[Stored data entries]
• • • •
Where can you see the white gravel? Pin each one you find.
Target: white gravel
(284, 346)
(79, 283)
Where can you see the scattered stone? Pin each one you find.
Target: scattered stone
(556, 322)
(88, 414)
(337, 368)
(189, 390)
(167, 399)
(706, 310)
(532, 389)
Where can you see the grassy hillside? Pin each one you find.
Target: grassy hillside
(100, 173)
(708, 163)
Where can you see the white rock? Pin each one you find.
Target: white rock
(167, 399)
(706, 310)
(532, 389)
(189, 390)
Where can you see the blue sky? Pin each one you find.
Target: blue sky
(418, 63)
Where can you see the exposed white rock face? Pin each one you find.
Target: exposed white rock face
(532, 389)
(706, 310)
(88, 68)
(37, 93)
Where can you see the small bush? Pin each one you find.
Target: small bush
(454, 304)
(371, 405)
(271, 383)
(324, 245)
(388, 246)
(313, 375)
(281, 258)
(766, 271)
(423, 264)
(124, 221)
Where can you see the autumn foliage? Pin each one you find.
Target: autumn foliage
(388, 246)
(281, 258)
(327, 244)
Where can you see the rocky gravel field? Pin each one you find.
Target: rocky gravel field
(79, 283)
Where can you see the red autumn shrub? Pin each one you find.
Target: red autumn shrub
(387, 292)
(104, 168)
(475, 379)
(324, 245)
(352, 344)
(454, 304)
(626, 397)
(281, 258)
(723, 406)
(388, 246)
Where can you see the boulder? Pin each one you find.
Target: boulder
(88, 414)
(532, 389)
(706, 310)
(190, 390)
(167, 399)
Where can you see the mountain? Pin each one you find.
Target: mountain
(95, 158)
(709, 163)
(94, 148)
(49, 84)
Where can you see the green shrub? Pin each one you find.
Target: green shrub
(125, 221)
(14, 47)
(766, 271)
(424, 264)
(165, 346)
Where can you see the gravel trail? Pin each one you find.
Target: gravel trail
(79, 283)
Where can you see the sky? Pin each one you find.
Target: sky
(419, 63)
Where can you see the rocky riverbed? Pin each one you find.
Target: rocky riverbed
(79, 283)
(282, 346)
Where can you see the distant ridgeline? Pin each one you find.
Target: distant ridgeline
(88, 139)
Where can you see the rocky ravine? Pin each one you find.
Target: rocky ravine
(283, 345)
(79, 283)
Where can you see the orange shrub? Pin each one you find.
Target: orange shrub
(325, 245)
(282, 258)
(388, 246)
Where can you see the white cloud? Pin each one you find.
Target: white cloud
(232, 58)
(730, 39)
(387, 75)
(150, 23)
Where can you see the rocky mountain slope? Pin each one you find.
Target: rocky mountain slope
• • • •
> **What this task involves**
Once you have read through the entries above, state how many lines hold the word "slope", giving nothing but the number.

> **Task result**
2